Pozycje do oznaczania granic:
"""

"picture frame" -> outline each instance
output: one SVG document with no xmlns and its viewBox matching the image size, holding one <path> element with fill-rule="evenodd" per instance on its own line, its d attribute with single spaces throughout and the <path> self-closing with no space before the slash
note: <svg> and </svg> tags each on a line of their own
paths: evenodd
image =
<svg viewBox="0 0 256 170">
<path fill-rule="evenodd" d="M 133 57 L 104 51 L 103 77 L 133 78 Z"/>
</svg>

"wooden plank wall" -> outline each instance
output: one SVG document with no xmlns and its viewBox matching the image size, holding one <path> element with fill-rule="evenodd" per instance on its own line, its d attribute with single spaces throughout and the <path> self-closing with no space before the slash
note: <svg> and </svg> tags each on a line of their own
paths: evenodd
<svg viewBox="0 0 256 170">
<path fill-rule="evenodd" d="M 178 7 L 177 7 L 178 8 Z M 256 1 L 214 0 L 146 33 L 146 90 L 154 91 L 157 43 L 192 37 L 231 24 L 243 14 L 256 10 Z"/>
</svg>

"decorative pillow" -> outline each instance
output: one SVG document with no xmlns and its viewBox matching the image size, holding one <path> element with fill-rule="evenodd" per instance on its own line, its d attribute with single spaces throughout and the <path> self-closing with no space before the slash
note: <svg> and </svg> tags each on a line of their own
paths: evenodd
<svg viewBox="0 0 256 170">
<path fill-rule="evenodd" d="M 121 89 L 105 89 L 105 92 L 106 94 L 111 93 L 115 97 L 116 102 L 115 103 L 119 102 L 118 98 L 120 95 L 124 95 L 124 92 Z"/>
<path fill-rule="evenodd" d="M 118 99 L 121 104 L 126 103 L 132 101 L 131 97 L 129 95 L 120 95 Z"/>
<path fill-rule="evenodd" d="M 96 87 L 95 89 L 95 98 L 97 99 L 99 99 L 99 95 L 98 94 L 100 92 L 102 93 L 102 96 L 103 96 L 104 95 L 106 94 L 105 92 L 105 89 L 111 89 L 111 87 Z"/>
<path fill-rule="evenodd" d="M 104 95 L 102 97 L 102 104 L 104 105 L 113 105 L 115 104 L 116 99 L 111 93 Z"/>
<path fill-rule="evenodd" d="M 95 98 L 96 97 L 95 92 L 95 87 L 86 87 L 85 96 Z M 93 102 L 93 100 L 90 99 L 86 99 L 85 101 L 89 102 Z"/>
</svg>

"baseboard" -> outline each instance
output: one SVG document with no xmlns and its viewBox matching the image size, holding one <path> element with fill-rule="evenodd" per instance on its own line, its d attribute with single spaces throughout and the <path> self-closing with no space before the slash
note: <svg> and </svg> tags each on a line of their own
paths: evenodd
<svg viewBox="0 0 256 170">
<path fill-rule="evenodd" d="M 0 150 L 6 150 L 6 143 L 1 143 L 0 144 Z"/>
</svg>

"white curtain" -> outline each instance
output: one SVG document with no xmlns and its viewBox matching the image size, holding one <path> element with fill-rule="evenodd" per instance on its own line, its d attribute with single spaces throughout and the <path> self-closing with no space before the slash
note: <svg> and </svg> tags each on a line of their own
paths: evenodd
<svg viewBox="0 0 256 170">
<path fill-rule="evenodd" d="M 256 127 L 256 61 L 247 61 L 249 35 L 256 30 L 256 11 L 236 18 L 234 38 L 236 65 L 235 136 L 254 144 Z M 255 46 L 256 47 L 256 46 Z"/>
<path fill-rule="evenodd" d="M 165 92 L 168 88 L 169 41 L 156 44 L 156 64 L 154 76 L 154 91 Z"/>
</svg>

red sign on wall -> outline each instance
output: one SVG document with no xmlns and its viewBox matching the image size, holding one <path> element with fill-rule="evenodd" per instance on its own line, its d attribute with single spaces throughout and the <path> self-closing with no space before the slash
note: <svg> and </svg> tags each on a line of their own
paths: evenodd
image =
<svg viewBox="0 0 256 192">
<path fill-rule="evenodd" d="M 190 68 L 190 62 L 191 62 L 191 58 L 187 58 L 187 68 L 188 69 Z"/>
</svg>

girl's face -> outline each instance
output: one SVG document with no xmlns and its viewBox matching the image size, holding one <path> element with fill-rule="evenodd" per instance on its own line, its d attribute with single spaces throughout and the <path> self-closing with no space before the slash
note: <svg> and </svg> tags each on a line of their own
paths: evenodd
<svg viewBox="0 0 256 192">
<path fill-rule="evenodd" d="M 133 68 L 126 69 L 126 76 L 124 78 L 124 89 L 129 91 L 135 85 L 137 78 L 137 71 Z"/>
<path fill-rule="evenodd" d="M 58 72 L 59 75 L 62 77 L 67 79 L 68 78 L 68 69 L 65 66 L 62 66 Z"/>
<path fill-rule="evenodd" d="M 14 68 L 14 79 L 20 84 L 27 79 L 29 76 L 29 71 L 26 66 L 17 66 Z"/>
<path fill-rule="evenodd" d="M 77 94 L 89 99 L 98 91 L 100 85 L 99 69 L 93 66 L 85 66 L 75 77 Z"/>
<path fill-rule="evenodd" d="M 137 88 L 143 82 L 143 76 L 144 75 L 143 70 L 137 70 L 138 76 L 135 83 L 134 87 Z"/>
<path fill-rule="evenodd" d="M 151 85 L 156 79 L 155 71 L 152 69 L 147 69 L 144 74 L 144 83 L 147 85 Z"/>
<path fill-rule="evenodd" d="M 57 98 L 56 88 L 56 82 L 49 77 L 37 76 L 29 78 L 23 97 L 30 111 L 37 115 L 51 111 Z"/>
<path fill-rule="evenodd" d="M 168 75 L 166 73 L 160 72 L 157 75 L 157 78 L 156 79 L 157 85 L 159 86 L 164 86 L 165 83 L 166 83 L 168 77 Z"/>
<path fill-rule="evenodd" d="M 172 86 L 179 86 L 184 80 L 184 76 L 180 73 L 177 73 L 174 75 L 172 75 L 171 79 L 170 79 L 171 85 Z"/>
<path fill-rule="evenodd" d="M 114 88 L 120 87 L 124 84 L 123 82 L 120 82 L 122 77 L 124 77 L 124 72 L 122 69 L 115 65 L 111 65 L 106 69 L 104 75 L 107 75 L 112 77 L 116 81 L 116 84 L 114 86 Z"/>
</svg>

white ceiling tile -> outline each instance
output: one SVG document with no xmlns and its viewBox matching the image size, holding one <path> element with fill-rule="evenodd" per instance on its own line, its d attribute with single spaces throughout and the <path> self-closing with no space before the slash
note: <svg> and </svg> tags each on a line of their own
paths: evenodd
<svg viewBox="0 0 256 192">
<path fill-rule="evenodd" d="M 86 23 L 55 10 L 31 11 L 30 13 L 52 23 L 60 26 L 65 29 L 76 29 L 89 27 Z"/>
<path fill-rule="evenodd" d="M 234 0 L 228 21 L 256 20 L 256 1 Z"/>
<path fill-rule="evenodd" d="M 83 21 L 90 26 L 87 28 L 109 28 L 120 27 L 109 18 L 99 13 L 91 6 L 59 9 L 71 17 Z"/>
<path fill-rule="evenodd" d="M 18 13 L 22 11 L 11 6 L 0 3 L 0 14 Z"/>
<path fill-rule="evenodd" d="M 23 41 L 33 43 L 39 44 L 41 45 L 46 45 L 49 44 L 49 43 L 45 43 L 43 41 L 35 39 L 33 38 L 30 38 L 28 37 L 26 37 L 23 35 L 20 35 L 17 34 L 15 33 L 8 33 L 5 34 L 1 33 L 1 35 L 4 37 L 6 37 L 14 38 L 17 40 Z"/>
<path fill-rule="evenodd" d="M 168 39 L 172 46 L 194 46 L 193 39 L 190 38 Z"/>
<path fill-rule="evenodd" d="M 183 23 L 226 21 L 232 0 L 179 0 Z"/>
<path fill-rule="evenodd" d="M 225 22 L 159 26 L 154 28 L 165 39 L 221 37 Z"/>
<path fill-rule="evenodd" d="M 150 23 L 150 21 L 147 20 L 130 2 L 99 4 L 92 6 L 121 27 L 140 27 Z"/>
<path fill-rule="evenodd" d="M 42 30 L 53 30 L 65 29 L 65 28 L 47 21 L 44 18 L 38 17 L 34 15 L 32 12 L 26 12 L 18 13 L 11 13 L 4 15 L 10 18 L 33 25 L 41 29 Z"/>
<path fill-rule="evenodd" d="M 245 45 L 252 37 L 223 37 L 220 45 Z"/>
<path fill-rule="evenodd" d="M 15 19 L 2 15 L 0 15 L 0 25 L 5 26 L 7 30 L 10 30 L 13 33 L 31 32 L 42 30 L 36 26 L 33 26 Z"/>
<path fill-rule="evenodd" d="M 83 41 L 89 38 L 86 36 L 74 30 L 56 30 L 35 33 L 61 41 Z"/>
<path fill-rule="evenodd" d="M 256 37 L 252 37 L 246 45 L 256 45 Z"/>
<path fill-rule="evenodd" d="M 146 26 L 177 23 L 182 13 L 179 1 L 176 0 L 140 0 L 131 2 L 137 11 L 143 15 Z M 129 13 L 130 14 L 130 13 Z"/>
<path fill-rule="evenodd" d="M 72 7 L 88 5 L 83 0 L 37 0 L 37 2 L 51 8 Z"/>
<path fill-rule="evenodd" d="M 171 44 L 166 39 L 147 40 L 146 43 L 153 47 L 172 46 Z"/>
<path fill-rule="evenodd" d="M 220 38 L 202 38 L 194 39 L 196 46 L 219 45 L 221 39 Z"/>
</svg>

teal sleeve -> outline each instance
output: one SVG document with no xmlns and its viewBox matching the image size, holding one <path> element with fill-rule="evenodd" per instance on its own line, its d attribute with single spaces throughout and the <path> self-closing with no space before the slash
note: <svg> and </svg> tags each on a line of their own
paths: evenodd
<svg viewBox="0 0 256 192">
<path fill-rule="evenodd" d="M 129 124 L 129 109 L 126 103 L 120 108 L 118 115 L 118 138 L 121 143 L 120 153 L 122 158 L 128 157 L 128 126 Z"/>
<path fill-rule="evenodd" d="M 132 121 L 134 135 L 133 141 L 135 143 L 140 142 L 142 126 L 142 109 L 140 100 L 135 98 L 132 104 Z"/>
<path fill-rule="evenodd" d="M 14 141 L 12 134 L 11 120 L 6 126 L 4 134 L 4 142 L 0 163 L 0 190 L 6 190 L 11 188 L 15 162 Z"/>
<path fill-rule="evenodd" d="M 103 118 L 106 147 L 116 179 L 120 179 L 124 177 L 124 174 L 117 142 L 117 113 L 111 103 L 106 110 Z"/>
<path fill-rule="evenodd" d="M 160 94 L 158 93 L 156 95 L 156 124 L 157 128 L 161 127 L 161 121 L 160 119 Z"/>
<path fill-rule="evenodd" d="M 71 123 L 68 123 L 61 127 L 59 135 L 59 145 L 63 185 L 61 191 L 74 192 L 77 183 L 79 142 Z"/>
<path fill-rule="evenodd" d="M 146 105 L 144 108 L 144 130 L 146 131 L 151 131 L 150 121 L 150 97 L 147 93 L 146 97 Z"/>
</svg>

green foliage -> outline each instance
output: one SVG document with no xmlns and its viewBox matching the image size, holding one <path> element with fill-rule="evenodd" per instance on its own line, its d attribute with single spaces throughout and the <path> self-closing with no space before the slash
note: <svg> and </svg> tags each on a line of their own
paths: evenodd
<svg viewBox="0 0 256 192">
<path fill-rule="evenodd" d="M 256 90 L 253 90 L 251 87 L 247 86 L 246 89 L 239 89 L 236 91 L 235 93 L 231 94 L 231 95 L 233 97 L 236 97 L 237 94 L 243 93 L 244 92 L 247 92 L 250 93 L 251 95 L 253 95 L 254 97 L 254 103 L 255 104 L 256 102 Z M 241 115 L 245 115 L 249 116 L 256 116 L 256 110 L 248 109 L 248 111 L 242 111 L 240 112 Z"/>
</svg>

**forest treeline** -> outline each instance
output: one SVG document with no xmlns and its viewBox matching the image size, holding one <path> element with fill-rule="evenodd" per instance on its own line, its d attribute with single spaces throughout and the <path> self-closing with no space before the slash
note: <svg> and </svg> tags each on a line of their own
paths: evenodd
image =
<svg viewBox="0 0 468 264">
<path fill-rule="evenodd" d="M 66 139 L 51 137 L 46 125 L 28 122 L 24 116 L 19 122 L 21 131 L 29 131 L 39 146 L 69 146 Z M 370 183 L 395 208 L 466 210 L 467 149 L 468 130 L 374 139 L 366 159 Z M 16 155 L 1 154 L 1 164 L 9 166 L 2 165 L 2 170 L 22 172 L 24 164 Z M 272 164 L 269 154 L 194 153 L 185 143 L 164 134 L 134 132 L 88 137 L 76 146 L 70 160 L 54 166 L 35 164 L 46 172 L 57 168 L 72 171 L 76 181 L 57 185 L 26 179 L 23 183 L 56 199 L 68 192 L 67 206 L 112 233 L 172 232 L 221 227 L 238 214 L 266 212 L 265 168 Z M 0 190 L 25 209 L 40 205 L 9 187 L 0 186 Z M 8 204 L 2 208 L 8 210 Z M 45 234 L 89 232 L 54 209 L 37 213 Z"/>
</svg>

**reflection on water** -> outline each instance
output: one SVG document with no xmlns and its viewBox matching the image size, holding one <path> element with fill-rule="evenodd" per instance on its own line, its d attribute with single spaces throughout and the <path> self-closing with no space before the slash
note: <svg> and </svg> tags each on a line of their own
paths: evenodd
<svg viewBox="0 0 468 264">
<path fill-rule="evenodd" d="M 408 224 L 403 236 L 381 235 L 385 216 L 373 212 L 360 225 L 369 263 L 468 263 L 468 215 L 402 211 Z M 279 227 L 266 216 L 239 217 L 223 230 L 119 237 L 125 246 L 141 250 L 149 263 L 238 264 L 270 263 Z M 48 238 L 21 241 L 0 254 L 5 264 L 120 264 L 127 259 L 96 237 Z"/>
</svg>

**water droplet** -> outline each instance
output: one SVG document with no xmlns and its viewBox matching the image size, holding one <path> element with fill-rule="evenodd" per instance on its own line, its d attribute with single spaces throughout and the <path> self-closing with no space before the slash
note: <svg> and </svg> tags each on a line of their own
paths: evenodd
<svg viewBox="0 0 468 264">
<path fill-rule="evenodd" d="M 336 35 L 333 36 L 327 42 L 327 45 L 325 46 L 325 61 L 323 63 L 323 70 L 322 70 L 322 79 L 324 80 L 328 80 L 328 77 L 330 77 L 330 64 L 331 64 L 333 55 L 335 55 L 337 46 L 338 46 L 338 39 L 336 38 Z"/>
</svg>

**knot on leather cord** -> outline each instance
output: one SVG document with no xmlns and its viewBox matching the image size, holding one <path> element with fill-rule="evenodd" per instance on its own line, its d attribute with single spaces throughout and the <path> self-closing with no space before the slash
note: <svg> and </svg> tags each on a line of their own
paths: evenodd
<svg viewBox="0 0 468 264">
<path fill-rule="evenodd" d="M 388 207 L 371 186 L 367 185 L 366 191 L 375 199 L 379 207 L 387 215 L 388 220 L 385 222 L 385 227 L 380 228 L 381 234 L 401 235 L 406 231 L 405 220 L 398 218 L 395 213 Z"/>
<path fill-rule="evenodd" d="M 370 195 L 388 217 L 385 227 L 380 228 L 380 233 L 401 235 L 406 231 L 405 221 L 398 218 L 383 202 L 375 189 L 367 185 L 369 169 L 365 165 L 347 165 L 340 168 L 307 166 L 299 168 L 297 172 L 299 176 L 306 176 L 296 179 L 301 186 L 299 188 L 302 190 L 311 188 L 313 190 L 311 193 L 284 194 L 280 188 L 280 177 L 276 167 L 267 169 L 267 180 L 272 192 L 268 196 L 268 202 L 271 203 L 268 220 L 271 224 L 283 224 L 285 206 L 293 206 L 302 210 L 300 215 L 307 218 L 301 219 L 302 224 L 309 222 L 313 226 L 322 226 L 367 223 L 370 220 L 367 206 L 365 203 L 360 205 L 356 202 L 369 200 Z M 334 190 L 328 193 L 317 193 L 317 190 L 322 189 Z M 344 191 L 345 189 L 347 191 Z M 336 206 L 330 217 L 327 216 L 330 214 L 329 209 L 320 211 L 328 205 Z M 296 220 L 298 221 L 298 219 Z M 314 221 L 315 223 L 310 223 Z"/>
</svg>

"""

ZADANIE DO WYKONANIA: Przekształć w listę JSON napisów wiersze, zaczynając od wiersza zawierającego "cord** -> outline each instance", a kończąc na wierszu zawierającym "388 207 L 371". Każdemu wierszowi odpowiada jeden napis, a puste wiersze należy pominąć.

ODPOWIEDŹ:
[
  "**knot on leather cord** -> outline each instance",
  "output: one SVG document with no xmlns and its viewBox matching the image size, holding one <path> element with fill-rule=\"evenodd\" per instance on its own line, its d attribute with single spaces throughout and the <path> self-closing with no space before the slash",
  "note: <svg> and </svg> tags each on a line of their own",
  "paths: evenodd",
  "<svg viewBox=\"0 0 468 264\">",
  "<path fill-rule=\"evenodd\" d=\"M 388 207 L 371 186 L 367 185 L 366 191 L 375 199 L 379 207 L 387 215 L 388 220 L 385 222 L 385 227 L 380 228 L 381 234 L 401 235 L 406 231 L 405 220 L 398 218 L 395 213 Z\"/>"
]